## What you are asked to do
Read the data and repeat all of it exactly.

══ Provided records

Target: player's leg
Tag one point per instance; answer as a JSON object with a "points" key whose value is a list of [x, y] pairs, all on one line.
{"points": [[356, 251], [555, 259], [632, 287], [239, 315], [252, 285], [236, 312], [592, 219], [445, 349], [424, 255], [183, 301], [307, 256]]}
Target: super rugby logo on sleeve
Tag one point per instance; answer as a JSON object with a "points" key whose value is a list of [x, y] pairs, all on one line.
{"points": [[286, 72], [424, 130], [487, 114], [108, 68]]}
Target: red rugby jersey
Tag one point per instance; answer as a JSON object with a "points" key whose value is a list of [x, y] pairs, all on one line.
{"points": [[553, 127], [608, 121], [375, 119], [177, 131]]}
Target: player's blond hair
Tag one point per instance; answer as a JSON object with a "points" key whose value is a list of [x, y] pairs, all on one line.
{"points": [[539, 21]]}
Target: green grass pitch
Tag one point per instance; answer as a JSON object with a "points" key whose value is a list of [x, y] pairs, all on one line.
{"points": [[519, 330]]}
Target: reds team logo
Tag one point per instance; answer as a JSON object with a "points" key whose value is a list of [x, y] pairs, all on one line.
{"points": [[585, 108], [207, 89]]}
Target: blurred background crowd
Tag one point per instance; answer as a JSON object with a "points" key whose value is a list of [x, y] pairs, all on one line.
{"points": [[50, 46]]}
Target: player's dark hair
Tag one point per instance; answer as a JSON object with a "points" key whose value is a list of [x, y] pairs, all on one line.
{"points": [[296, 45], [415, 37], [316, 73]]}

════

## Task solution
Target: player's leg
Tag one point per instance; answer as a JSON object with a "points" key whose value is a list of [x, y] pairs, all on one line.
{"points": [[356, 251], [555, 259], [632, 287], [239, 315], [252, 285], [236, 312], [592, 219], [445, 349], [424, 255], [183, 301], [307, 256]]}
Target: super rugby logo on sleeve
Tag one point per instance; answer as a JSON object with a "points" key whose value is a list of [x, y] pairs, all on one line.
{"points": [[286, 72], [424, 130], [487, 114], [108, 68]]}
Target: red rugby jersey
Tag one point per instance; answer as a JSON object with a "points" key whose value is a list of [x, y] pairs, all on one line.
{"points": [[553, 127], [608, 121], [375, 119], [177, 131]]}
Target: player's blond hair
Tag one point per instance; answer as a JSON object with a "points" key whose value is a list of [x, y] pairs, all on one line.
{"points": [[539, 21]]}
Target: green grass pitch
Tag one point per instance; answer as a JSON object with a "points" key whose value is a list of [x, y] pairs, all on one line.
{"points": [[519, 330]]}
Target: reds team logo
Tag one point per instance; answer as a JSON object with a "points" key whose value is a list of [x, y] pairs, all on one line.
{"points": [[585, 108], [207, 89]]}
Target: blurred background crowd
Tag one point per instance; answer as a JSON object with a "points" key whose value is a list of [x, y] pairs, all on one line.
{"points": [[50, 46]]}
Target: player's dark hair
Tag one point per instance; answer as a JSON object with a "points" key whose value is a list of [x, y] pairs, all on one line.
{"points": [[296, 45], [415, 37], [316, 73]]}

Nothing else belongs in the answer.